• **Task directions**
A word-for-word copy of the entries below is required.

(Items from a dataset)
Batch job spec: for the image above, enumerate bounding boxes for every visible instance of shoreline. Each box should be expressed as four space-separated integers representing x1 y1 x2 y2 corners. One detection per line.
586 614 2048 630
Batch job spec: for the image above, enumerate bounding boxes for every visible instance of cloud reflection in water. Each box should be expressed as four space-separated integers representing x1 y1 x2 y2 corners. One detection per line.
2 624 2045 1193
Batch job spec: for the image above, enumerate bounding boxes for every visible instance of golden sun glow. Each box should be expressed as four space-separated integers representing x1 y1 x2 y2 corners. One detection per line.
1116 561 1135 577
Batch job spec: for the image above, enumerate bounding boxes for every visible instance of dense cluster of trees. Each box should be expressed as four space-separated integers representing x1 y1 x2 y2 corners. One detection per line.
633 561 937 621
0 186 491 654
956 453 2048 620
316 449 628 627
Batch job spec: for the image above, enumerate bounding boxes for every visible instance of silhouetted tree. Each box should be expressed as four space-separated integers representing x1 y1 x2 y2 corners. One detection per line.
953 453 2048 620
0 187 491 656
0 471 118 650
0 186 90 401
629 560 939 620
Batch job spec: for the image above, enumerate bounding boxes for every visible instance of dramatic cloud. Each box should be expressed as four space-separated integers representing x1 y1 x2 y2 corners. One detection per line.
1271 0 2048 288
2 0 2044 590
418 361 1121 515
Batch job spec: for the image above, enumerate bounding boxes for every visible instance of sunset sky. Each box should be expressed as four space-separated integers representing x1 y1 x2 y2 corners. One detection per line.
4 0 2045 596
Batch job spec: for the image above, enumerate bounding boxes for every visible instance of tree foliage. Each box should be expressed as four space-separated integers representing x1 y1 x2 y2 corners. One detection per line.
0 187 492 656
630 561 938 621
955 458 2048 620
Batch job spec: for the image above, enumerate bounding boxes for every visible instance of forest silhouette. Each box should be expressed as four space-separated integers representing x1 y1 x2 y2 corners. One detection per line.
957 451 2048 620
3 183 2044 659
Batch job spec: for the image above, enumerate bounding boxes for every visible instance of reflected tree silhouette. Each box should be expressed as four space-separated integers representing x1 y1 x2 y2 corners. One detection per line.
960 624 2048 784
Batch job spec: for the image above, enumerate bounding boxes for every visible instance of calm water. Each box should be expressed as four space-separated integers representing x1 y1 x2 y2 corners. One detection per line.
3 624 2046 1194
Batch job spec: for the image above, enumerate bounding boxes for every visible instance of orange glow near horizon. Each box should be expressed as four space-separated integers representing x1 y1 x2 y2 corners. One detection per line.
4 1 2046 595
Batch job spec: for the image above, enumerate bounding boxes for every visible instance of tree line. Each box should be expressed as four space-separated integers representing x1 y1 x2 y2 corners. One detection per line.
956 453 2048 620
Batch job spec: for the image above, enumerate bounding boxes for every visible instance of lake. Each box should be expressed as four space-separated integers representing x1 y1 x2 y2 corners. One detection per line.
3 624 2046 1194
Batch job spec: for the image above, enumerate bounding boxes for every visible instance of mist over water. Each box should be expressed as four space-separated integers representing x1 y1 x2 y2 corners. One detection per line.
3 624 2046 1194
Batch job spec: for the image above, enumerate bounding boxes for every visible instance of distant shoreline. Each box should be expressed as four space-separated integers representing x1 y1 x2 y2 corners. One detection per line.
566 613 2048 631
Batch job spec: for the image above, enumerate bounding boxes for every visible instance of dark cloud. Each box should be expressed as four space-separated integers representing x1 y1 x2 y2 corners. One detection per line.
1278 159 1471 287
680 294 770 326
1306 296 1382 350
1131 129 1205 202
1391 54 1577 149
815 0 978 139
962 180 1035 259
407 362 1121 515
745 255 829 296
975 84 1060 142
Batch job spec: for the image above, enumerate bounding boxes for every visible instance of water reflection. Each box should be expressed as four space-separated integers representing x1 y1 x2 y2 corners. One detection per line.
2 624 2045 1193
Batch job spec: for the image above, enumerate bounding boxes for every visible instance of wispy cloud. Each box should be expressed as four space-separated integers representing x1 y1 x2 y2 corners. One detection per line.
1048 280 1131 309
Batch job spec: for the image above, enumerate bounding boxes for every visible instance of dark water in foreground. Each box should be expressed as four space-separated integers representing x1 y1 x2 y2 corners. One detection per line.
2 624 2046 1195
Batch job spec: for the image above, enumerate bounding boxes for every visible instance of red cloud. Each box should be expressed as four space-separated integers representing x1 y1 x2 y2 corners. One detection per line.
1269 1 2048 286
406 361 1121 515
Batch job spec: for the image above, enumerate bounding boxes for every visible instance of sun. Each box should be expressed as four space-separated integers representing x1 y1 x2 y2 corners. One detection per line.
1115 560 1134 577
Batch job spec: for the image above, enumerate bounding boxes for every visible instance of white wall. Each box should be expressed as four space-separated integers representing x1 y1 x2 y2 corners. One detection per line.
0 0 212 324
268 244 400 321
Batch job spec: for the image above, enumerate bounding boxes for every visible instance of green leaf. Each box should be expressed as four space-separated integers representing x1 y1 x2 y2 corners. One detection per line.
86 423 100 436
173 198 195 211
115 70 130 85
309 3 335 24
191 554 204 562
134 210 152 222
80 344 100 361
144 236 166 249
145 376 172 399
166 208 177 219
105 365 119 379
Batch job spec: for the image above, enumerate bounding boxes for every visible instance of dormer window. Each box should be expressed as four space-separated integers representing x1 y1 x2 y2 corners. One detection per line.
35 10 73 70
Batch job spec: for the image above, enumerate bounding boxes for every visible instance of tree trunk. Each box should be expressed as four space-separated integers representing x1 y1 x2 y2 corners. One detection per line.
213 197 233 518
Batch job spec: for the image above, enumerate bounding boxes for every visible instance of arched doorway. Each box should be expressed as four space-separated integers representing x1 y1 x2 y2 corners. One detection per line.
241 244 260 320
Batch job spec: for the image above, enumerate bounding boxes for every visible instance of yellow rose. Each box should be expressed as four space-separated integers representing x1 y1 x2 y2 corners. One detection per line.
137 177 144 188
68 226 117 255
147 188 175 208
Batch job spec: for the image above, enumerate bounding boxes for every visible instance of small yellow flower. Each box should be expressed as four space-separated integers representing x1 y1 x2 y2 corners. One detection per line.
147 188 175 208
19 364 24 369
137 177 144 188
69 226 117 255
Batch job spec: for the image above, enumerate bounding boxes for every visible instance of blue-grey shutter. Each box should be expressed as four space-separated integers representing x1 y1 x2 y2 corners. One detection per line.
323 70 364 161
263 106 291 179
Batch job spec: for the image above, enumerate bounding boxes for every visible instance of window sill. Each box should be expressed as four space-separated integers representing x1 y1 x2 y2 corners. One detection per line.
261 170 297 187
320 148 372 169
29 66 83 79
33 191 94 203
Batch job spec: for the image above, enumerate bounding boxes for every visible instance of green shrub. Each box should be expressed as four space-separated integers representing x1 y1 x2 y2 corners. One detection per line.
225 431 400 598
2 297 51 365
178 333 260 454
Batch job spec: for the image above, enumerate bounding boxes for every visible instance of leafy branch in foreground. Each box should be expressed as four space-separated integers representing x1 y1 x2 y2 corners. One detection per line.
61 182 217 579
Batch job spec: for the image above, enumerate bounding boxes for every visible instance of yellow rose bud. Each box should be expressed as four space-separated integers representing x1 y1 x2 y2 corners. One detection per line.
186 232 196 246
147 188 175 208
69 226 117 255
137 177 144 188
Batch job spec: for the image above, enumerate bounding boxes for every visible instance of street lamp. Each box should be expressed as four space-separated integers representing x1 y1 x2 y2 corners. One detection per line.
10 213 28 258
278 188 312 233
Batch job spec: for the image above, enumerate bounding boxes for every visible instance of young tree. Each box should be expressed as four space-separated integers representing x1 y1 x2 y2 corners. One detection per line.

• **Solution**
Batch job spec: for the image above, enumerate bounding boxes for every visible instance of shoreline. Each box should be expressed as four space-separated integers representing x1 y1 x2 y2 corners. One detection per line.
586 614 2048 630
Batch job spec: for the image above, enumerate bounding boxes for every visible instance of cloud reflection in water. Each box should be expressed as four space-separated integers representing x1 y1 x2 y2 corners. One detection per line.
2 624 2045 1193
Batch job spec: for the image above, enumerate bounding boxes for every visible instance of golden sun glow. Each box should be expressed as four space-separated integers representing x1 y1 x2 y2 corners. One detection per line.
1116 561 1135 577
Batch job spec: for the image above, enumerate bounding boxes for every visible instance of dense cluster of trees. Each box should be expressed as four space-separated integers representing x1 y1 x2 y2 corners. One detection per line.
633 561 937 621
0 186 491 654
956 453 2048 620
316 449 628 627
Batch job spec: for the image above, enumerate bounding boxes for every visible instance of silhouetted tree. Each box should be expressed as four space-separated integers representing x1 y1 x2 y2 corners. One detection per line.
953 453 2048 620
0 187 491 656
0 471 118 650
0 186 90 401
629 560 939 620
Batch job spec: for the image above, enumerate bounding boxes for every visible instance of dramatic cloud. Each box should be expressed as four space-separated integers representing x1 y1 x2 y2 corners. One detection per line.
1271 0 2048 288
2 0 2044 590
418 361 1121 515
Batch job spec: for the image above, enumerate bounding boxes for every visible instance of sunset sky. Each box should be expressed as four space-separated integers representing x1 y1 x2 y2 corners. One detection per line.
4 0 2045 596
Batch job spec: for the image above, enumerate bounding boxes for every visible instance of tree foliage. Each box should be expressed as four space-separated integers representing x1 y1 x2 y2 corners. One detection per line.
0 187 492 656
630 561 938 621
955 458 2048 620
Batch job spec: for the image above, enumerate bounding boxes for every visible instance of forest silhouette. Each box should be expressed as four space-separated integers representing x1 y1 x2 y2 corners. One detection per line.
957 451 2048 620
3 183 2044 659
Batch job spec: for the image above, enumerate bounding boxes for every visible instance of reflected tree silhouette. Each box should be expressed as four space-separated integers representing x1 y1 x2 y2 corners. One detection per line.
960 624 2048 784
Batch job spec: for the image above, enumerate bounding boxes for every visible instance of calm water. Each box should be expressed as four space-separated integers representing x1 y1 x2 y2 corners. One detection per line.
3 624 2046 1194
Batch job spec: for the image above, enumerate bounding boxes for every visible instance of orange glow near horizon. Each box should be expressed as four space-separated integers representing x1 y1 x2 y2 corners. One detection per line.
4 1 2046 595
Batch job spec: for the image above, enumerate bounding boxes for every visible instance of tree line. Each box should be expressed as four space-separated integers representing x1 y1 x2 y2 corners. One detection per line.
956 453 2048 620
Batch job spec: for the image above, enumerate bounding boxes for every visible instance of lake. Each box should be expressed as four space-separated integers representing x1 y1 x2 y2 corners. One detection per line.
3 624 2046 1194
Batch job spec: for the image above, enumerate bounding boxes for every visible instance of mist over water. Each box should be expressed as four space-separated integers representing x1 y1 x2 y2 corners. One detection per line.
3 624 2046 1194
Batch job spec: for the image above, enumerate bounding boxes for every visible instance of distant shoreline. Each box should be expressed as four space-separated integers representing x1 y1 x2 y2 corners. One detection per line.
566 613 2048 631
Batch job spec: for the image above, enumerate bounding boxes for every visible instance of dark cloud. Each box should be expressed as four space-separated integers representing x1 y1 x2 y2 corners. One detection per line.
1278 159 1471 287
680 294 770 326
1306 296 1382 350
1131 129 1205 202
1391 54 1577 149
815 0 978 139
962 180 1035 259
407 362 1121 515
745 255 829 296
975 84 1060 142
Batch job spec: for the image above, enumerate bounding boxes for every visible instance of water reflection. Each box should be expressed as four space-separated integers representing x1 y1 x2 y2 corners. One detection per line.
2 624 2045 1193
Batch job spec: for the image above, enumerate bounding boxes for every visible instance of wispy cloud. Each box should be expressed as four space-separated integers representing x1 y1 x2 y2 corners. One detection per line.
1048 280 1131 309
Batch job spec: for the image above, enumerate bounding boxes for every visible instance of dark water in foreground. Each box should be expressed as four space-separated integers representing x1 y1 x2 y2 corners. One detection per line.
2 624 2046 1195
Batch job spec: for the image above, enumerate bounding boxes for every visible instance of red cloud. Each box should be expressed as four space-separated integers representing x1 y1 x2 y2 corners. One detection per line.
1269 1 2048 286
406 361 1121 515
Batch job spec: for the image above, enumerate bounding boxes for every visible instance of sun. Each box should be expressed as four space-separated integers representing x1 y1 x2 y2 corners. One detection per line.
1115 560 1134 577
Batch job spec: for the image above, enumerate bounding boxes for every visible instance of white wall. Each box should be expressed as four space-separated integers representing x1 y1 x2 y2 corners. One detection per line.
0 0 212 324
268 244 400 321
Batch job spec: for the image above, enumerate bounding boxes for every visible instance of green leaf. Each box should be expressed as four space-separated integers representing x1 y1 x2 y2 corners. One detection per line.
86 423 100 436
173 198 195 211
115 70 130 85
309 3 335 24
191 554 204 562
134 210 152 222
80 344 100 361
144 236 166 249
145 376 172 399
166 208 177 219
105 365 119 379
Batch job spec: for the image above, enumerate bounding boxes for every visible instance of dormer window. Each box should be expressed as four space-separated integers representing x1 y1 x2 y2 corners. One detection per line.
35 10 73 70
Batch job spec: for the image above, enumerate bounding boxes for every visible instance of tree trunk. Each box should be expressed as four space-separated integers representing x1 y1 x2 y2 corners. One detection per line.
213 197 233 518
Batch job spec: for the image above, enumerate bounding boxes for every visible instance of arched doorway. Each box should be expressed as four space-separated integers representing x1 y1 x2 y2 corners. One detection per line.
241 244 260 320
Batch job spec: for the image above, enumerate bounding boxes for every visible instance of yellow rose. Each box should be expressed as four space-separated integers representing x1 y1 x2 y2 corners. One detection per line.
137 177 144 188
68 226 117 255
147 188 175 208
Batch job spec: for the image above, enumerate bounding boxes for every visible instance of small yellow flower. Each box should be expressed as four space-separated integers representing x1 y1 x2 y2 corners. One detection per line.
147 188 175 208
19 364 24 369
137 177 144 188
69 226 117 255
Batch job spec: for the image above, enumerate bounding boxes for every visible instance of blue-grey shutter. Each box should be expressed as four space-separated integers representing x1 y1 x2 y2 corners. One detection per line.
323 70 364 161
263 106 291 179
Batch job spec: for the image above, enumerate bounding boxes for every visible instance of window sill. Each box should be expressed as four space-separated integers representing x1 y1 x2 y2 corners. One detection per line.
261 170 297 187
320 148 372 169
29 66 83 79
33 191 94 203
Batch job spec: for the image above, enumerate bounding boxes for every visible instance of green shrub. Each box should be expressed as four space-separated integers representing x1 y1 x2 y2 corners. One detection per line.
225 431 400 598
2 297 51 365
178 333 260 454
Batch job spec: for the image above, enumerate bounding boxes for every visible instance of leafy branch in foreground. Each box should be expressed as four space-separated integers representing x1 y1 x2 y2 corners. One detection per line.
61 182 217 579
Batch job spec: for the image above, enumerate bounding boxes for every visible instance of yellow rose bud. Each box should be expressed as four space-separated integers representing x1 y1 x2 y2 corners. One detection per line.
186 232 196 246
147 188 175 208
69 226 117 255
137 177 144 188
Batch job spec: for the image above, enumerate bounding boxes for every visible instance of street lamp. Each box should be expressed as four space-separated integers representing x1 y1 x2 y2 corners. One detection per line.
10 213 28 258
278 188 312 233
Batch job spec: for the image above, enumerate bounding boxes for every visible instance of young tree. Each box should be expressed as four space-separated integers representing x1 y1 x2 y2 corners. One detection per line.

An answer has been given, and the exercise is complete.